====== DATASET EXCERPTS

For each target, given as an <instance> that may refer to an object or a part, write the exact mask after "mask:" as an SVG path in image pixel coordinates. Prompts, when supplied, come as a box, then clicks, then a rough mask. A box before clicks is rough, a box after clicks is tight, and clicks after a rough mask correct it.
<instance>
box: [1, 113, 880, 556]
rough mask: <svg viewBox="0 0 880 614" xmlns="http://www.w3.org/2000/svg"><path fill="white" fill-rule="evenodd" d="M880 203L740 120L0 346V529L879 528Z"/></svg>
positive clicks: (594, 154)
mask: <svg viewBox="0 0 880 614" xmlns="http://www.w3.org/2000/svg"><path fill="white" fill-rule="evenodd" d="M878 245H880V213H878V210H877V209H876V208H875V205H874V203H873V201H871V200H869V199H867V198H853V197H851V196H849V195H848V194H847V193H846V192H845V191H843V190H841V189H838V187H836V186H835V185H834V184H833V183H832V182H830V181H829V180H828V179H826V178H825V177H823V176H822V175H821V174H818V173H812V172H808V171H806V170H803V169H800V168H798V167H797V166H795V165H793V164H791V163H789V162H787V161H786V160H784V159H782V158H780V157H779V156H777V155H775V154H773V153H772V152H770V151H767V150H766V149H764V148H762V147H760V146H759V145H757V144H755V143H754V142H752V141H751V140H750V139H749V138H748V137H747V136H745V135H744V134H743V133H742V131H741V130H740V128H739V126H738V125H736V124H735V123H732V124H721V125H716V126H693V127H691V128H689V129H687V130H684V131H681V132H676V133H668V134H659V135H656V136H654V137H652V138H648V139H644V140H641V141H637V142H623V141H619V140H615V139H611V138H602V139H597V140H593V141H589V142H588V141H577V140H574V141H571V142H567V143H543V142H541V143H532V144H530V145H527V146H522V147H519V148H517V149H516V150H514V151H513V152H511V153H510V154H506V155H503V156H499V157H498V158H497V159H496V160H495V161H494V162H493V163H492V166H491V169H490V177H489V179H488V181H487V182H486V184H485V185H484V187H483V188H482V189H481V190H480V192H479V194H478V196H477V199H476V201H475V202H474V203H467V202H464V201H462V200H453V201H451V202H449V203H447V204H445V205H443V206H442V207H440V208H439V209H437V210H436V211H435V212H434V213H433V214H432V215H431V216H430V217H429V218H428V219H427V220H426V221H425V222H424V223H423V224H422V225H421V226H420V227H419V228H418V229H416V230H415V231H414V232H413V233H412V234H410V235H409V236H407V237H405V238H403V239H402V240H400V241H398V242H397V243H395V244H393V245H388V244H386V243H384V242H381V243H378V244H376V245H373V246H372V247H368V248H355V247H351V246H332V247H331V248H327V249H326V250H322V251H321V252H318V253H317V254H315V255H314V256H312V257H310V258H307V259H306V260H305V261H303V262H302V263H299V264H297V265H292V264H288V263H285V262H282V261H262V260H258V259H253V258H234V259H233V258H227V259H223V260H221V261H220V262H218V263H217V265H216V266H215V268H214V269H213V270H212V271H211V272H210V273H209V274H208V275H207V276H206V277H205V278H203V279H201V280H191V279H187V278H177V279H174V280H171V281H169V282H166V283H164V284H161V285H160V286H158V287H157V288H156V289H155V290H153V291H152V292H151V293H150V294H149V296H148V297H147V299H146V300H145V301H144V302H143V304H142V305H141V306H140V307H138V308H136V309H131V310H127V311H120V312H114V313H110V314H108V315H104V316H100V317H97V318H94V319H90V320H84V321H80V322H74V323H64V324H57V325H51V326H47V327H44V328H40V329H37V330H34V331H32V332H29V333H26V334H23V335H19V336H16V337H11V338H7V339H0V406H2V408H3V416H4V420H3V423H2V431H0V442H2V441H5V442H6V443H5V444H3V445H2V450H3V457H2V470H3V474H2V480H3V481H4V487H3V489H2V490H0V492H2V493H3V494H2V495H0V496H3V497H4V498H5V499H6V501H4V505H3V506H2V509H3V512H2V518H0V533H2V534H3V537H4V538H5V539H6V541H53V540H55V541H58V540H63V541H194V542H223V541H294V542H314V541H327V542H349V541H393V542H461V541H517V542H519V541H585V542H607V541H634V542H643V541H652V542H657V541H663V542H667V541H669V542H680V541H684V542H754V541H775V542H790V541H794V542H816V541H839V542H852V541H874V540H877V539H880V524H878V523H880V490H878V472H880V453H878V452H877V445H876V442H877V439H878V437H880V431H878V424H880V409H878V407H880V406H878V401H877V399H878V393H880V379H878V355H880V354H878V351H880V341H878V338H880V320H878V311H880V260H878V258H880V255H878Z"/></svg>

============

WHAT IS EXPECTED —
Return all the lines shown above, precisely as they stand.

FINISHED EXERCISE —
For each target, given as an <instance> that may refer to an object or a part, write the exact mask after "mask:" as an SVG path in image pixel coordinates. Prompts, when supplied, come as a box, then clicks, then a rough mask. A box before clicks is rough, a box after clicks is tight, and clicks after a rough mask correct it.
<instance>
box: [1, 113, 880, 556]
rough mask: <svg viewBox="0 0 880 614" xmlns="http://www.w3.org/2000/svg"><path fill="white" fill-rule="evenodd" d="M880 203L740 120L0 346V529L879 528Z"/></svg>
positive clicks: (594, 154)
mask: <svg viewBox="0 0 880 614" xmlns="http://www.w3.org/2000/svg"><path fill="white" fill-rule="evenodd" d="M878 245H880V213H878V210H877V209H876V208H875V205H874V203H873V201H871V200H869V199H867V198H853V197H851V196H849V195H848V194H847V193H846V192H845V191H843V190H841V189H838V187H836V186H835V185H834V184H833V183H832V182H830V181H829V180H828V179H826V178H825V177H823V176H822V175H821V174H818V173H812V172H808V171H806V170H803V169H800V168H798V167H797V166H795V165H793V164H791V163H789V162H787V161H786V160H784V159H782V158H780V157H779V156H777V155H775V154H773V153H772V152H770V151H767V150H766V149H764V148H762V147H760V146H759V145H757V144H755V143H754V142H752V141H751V140H750V139H749V138H748V137H747V136H745V135H744V134H743V133H742V131H741V130H740V128H739V126H738V125H736V124H735V123H732V124H721V125H716V126H693V127H691V128H689V129H687V130H684V131H681V132H676V133H668V134H659V135H656V136H654V137H652V138H648V139H644V140H641V141H637V142H623V141H619V140H615V139H611V138H602V139H597V140H593V141H589V142H588V141H577V140H574V141H571V142H567V143H543V142H541V143H532V144H530V145H527V146H522V147H519V148H517V149H516V150H514V151H513V152H511V153H510V154H506V155H503V156H499V157H498V158H497V159H496V160H495V161H494V162H493V163H492V166H491V169H490V177H489V179H488V181H487V182H486V184H485V185H484V187H483V188H482V189H481V190H480V192H479V194H478V196H477V199H476V201H475V202H474V203H467V202H464V201H462V200H453V201H451V202H449V203H447V204H445V205H443V206H442V207H440V208H439V209H437V210H436V211H435V212H434V213H433V214H432V215H431V216H430V217H429V218H428V219H427V220H426V221H425V222H424V223H423V224H422V225H421V226H420V227H419V228H418V229H416V230H415V231H414V232H413V233H412V234H410V235H409V236H407V237H405V238H403V239H402V240H400V241H398V242H397V243H395V244H393V245H388V244H386V243H384V242H381V243H378V244H376V245H373V246H372V247H368V248H355V247H351V246H332V247H331V248H327V249H326V250H322V251H321V252H318V253H317V254H315V255H314V256H312V257H310V258H307V259H306V260H305V261H303V262H302V263H299V264H297V265H292V264H288V263H285V262H282V261H262V260H258V259H253V258H234V259H233V258H227V259H223V260H221V261H220V262H218V263H217V265H216V266H215V268H214V269H213V270H212V271H211V272H210V273H209V274H208V275H207V276H206V277H205V278H203V279H201V280H191V279H187V278H177V279H174V280H171V281H169V282H166V283H164V284H161V285H160V286H158V287H157V288H156V289H155V290H153V291H152V292H151V293H150V294H149V296H148V297H147V299H146V300H145V301H144V302H143V304H142V305H141V306H140V307H138V308H136V309H131V310H127V311H120V312H114V313H110V314H108V315H104V316H100V317H97V318H94V319H90V320H84V321H80V322H74V323H64V324H57V325H51V326H47V327H44V328H40V329H37V330H34V331H32V332H29V333H26V334H23V335H19V336H16V337H11V338H7V339H0V406H2V408H3V416H4V420H3V423H2V431H0V442H2V441H5V442H6V443H5V444H3V445H2V450H3V457H2V470H3V474H2V480H3V481H4V487H3V489H2V490H0V492H2V493H3V494H2V495H0V496H3V497H4V498H5V499H6V501H4V505H3V506H2V509H3V512H2V518H0V533H2V534H3V537H4V538H5V539H6V541H53V540H55V541H58V540H63V541H194V542H223V541H294V542H314V541H327V542H349V541H393V542H461V541H517V542H519V541H585V542H607V541H634V542H643V541H652V542H657V541H663V542H667V541H669V542H680V541H684V542H754V541H775V542H790V541H794V542H816V541H839V542H852V541H874V540H877V539H880V524H878V523H880V490H878V472H880V453H878V452H877V445H876V442H877V439H878V437H880V431H878V424H880V409H878V407H880V406H878V401H877V399H878V393H880V379H878V355H880V354H878V351H880V341H878V338H880V320H878V311H880V260H878V258H880V255H878Z"/></svg>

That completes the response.